▸ **TEXT PASSAGE**:
══════════
I’m fed up of viral videos being treated like ‘social experiments’

You’re not even wearing a lab coat tho


A few months ago, I took part in a UBTV video that went viral and made national newspaper headlines.  In this video I, along with a few other students, watched and reacted to porn.  A jolly time was had by all and the video was a success, but in the news reports I noticed something surprising.  The whole video was being labelled as a “social experiment”, with journalists attempting to analyse what went on in a pseudo-scientific way. I thought I was taking part in an entertainment video, something Buzzfeed-esque to give Bristol students a giggle.  At no point was the word “experiment” thrown around.  There were no clipboards or safety goggles, no survey, no heart monitors.

The Daily Mail online referred to the video several times as a social experiment and proceeded to decode every blush and titter as evidence of some great scientific discovery, as though 13 willing volunteers could teach us something new about men and women.  I can’t help but feel a bit smug that I put a spanner in the Mail’s works by being the only girl not “recoiling in horror” at the footage.

‘Frankie, who admits she has watched porn before, seems less shocked than the others. But she is still unimpressed by the footage’

So what is a social experiment?  According to Wikipedia it’s a “research project conducted with human subjects in the real world that typically investigates the effects of a policy intervention by randomly assigning individuals, families, businesses, classrooms, or other units to different treatments or to a control condition that represents the status quo”.  So basically, these experiments aren’t done in clinics or labs under controlled conditions.  When done correctly, social experimentation can positively affect our society and tell us important things about how our brains work.  In the infamous Stanford Prison experiment, we learnt that power, or lack of it, can drive people mad.

But now every other video on YouTube seems to be a social experiment.  Some teach important lessons through their shock factor, where children are lured towards strangers with puppies or groomed online by internet pranksters out to teach them a lesson.  Social experiments which make us consider the lives of children, the homeless, and generally those who have it tougher than ourselves are important and can make a positive difference.  Some, however, are self-indulgent and trivial.  Adrian Gee, a YouTuber with over 240,000 subscribers, makes videos in which he goes up to people spouting inane drivel about their bodies or his own and constantly trying to chat girls up in creepy ways, all in the name of supposed experimentation. Another YouTuber example is Sam Pepper, who used the term social experiment to justify his video in which he pinched random women’s bottoms on the street.  He claims it was to draw attention to sexual abuse of men, which he did by sexually abusing women. Smart guy.

So for 2016 can we all please agree to stop bandying the term experiment about if we’re not actually learning anything important? I loved being part of that UBTV video but it taught society diddly squat.  Dropping your phone in a crowded place and filming people’s reactions taught us some people might steal phones, and some people might not. Fun to watch, but hardly groundbreaking. Let’s all stop kidding ourselves and leave the experimentation to those in the know.
══════════
Please say whether each statement agrees with the article, answering yes or no and quoting the article's deciding words. 1. The writer appeared in the UBTV video with other students. 2. The video used a survey and heart monitors. 3. Adrian Gee has more than 240,000 subscribers. The point-location data after this article isn't needed.

Point-location data
══════════
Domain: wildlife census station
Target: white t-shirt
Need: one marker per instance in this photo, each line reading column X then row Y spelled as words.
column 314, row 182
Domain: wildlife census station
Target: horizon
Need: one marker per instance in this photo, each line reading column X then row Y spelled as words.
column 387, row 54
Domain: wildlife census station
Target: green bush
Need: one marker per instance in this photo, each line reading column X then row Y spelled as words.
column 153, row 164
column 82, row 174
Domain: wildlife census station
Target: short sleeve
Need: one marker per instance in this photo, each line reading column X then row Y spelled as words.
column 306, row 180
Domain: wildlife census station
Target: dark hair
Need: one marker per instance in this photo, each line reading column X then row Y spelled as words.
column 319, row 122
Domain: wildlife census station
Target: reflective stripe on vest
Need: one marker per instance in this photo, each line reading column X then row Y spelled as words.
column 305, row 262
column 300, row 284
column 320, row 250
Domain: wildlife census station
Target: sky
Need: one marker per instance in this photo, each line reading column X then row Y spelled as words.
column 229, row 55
══════════
▸ **EXPECTED ANSWER**:
1. Yes: "In this video I, along with a few other students, watched and reacted to porn."
2. No: "There were no clipboards or safety goggles, no survey, no heart monitors."
3. Yes: "Adrian Gee, a YouTuber with over 240,000 subscribers"